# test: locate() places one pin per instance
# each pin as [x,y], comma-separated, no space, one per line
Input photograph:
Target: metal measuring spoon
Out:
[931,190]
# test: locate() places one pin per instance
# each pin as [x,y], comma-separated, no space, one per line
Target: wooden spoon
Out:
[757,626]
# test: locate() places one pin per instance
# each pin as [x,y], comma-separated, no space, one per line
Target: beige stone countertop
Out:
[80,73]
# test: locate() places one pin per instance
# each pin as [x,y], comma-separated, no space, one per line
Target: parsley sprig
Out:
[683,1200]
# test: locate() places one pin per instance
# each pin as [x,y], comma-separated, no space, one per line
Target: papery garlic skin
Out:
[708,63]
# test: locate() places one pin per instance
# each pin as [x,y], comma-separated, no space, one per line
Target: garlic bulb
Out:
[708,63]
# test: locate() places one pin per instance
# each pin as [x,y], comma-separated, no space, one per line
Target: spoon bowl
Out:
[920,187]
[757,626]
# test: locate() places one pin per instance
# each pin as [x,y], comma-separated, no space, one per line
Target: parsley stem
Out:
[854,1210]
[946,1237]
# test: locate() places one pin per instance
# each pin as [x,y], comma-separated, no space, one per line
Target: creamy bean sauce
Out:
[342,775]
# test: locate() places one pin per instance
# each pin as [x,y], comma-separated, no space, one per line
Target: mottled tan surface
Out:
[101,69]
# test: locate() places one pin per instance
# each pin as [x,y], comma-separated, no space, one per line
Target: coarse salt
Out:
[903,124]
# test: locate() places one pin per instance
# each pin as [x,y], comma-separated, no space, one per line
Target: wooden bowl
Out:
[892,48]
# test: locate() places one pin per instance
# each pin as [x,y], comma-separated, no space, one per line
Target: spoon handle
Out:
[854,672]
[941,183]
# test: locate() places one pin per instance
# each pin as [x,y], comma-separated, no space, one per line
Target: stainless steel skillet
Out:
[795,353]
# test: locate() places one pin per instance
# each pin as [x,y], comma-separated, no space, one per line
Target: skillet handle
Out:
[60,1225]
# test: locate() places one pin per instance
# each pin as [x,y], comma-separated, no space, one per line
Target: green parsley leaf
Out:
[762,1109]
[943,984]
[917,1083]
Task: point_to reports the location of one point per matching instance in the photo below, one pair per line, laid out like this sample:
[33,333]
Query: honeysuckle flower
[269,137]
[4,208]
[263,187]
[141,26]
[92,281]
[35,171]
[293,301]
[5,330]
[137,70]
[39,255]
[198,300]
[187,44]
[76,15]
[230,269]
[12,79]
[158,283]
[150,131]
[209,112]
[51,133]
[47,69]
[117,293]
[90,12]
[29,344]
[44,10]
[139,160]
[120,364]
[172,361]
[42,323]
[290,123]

........

Output each record exactly, leaving nothing out.

# test: locate() places one pin per instance
# each pin as [x,y], comma-separated, no space, one per line
Input photograph:
Target: metal measuring spoon
Out:
[931,190]
# test: locate() places one pin per instance
# each pin as [x,y], comma-separated, no space, one per line
Target: wooden spoon
Out:
[757,626]
# test: locate() places one pin per instance
# each pin as [x,y], comma-separated, no space, one per line
Target: beige stone countertop
Out:
[80,73]
# test: locate() places one pin per instance
# each pin as [x,y], comma-separated, no space, one per line
Target: parsley sprig
Out:
[683,1200]
# test: locate() places one pin per instance
# each pin as [x,y], comma-separated, no space, one per line
Target: papery garlic skin
Out:
[708,63]
# test: locate() places one pin per instance
# each pin as [x,y], comma-separated, no space, one per line
Target: garlic bulb
Out:
[708,63]
# test: locate() places one pin per instance
# each pin as [x,y], comma-separated, no space, one per line
Target: spoon bowl
Out:
[920,187]
[757,626]
# test: locate() places one pin per instance
# each pin as [x,y], comma-separated, no space, one per line
Target: parsley stem
Out:
[854,1210]
[946,1237]
# test: locate() places one pin per instance
# each pin as [x,y], comma-separated, no space, one per line
Target: creamy bean sauce
Out:
[342,775]
# test: locate() places one pin per instance
# each pin as [x,y], comma-separated, no space, one per line
Target: mottled tan surface
Out:
[101,69]
# test: locate() places one pin per instance
# each pin as [x,y], comma-separated, no space, one per line
Target: coarse salt
Out:
[903,124]
# test: locate() places one pin per instance
# each pin as [x,y], comma-separated, no space, one per line
Target: wooden bowl
Out:
[892,48]
# test: locate() places one pin per instance
# each pin as [x,y], comma-separated, no space, one per line
Target: spoon handle
Out:
[854,672]
[941,183]
# test: locate() places one pin per instance
# each pin as [x,y], comma-separated, no space, one per line
Target: stainless steel skillet
Out:
[795,353]
# test: locate() places one pin per instance
# each pin as [x,y], comma-separated, no space, one per line
Target: skillet handle
Out:
[60,1225]
# test: locate() places one pin per instance
# each pin as [x,y], comma-separated, no space, one per line
Target: green parsley leaf
Out:
[762,1109]
[943,984]
[917,1083]
Task: point_to reports the location of one point per matching instance in the photo below, one pair per line, laid out like this sample:
[33,333]
Query: honeysuckle flower
[269,137]
[4,208]
[263,187]
[141,26]
[92,281]
[35,171]
[293,301]
[5,330]
[137,70]
[39,255]
[198,300]
[187,44]
[76,15]
[230,269]
[12,79]
[158,283]
[150,131]
[209,112]
[51,133]
[47,69]
[117,293]
[90,12]
[29,344]
[44,10]
[139,160]
[120,364]
[172,361]
[42,323]
[290,123]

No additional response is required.